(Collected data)
>>>>>

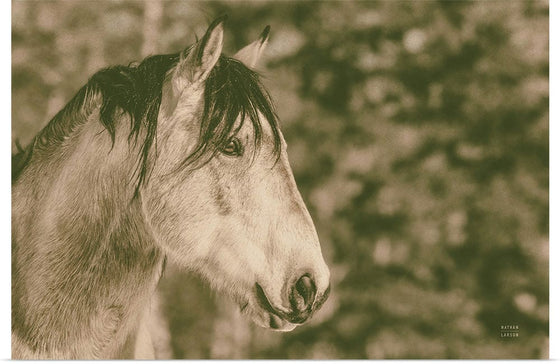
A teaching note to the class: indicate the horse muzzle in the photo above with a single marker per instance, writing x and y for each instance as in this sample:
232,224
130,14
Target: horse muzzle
303,300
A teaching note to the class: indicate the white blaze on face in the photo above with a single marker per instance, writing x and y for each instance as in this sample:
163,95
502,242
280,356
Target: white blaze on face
238,220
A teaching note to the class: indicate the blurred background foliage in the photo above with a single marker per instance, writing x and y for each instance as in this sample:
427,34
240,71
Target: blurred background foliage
418,135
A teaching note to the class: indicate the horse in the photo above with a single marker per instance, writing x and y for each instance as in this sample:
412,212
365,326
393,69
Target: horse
179,157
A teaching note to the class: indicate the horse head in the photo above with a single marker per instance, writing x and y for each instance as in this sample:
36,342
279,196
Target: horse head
221,199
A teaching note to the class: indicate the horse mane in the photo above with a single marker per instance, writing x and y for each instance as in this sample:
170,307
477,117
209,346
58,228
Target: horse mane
231,90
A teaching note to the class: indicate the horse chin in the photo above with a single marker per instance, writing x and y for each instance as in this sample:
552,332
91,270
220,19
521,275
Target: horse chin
273,322
268,320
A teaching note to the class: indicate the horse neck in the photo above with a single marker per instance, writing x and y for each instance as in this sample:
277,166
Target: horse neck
84,262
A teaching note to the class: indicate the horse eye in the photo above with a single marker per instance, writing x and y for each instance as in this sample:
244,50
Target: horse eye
233,148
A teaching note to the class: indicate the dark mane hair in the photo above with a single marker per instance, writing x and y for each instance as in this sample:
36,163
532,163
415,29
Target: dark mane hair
231,90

<<<<<

Task objective: The response should repeat each record precisely and contain no pictures.

Finished exercise:
A teaching note to the class: indicate the horse muzzle in the photo above with a single marker per instance, writing x and y for each instance as in this sample:
232,224
130,14
Target: horse muzzle
303,300
A teaching note to the class: indicate the white blaze on face in the photo above with a single marker per instance, writing x and y for each instance as in this sample:
163,95
502,242
280,356
Target: white blaze on face
238,220
A teaching note to the class: indicate the blurred background foliage in the photo above with a single marker per instance, writing x and y for each instance as in this sample:
427,34
240,71
Target: blurred background foliage
418,135
A teaching note to the class: indicate the horse in the photo above with a single marker per instance, writing x and y for each instance as in this sample:
412,212
365,326
393,69
Target: horse
179,157
A teaching note to the class: indicate the horse head in the photo above with a single marker per instance, writing x and y for each instance as in this sample:
36,342
279,196
Target: horse head
221,199
A teaching note to the class: indicate the horse mane in the photo above with a single marker per instance, writing x and y for each instance as in this sample:
170,307
477,117
209,346
58,228
Target: horse mane
231,90
A teaching note to the class: indicate the horse chin in the photo above with a single marker per instance, writing x and y for each instance as in this sample:
552,332
91,270
220,19
521,275
Target: horse chin
273,322
268,320
A teaching note to the class: indicate the horse neck in the photo above with a single marker per instance, writing x and y for each instance as in this sample:
277,166
Target: horse neck
84,262
A teaching note to the class: indicate the horse eye in the photo above with a single marker per instance, writing x and y for each instance as in this sample:
244,50
Target: horse eye
233,148
A teaching note to the class: indicate the dark mane hair in the photo above with a single marker per instance, writing x and y for each instance as in this sample:
36,163
532,163
415,29
Target: dark mane hair
231,90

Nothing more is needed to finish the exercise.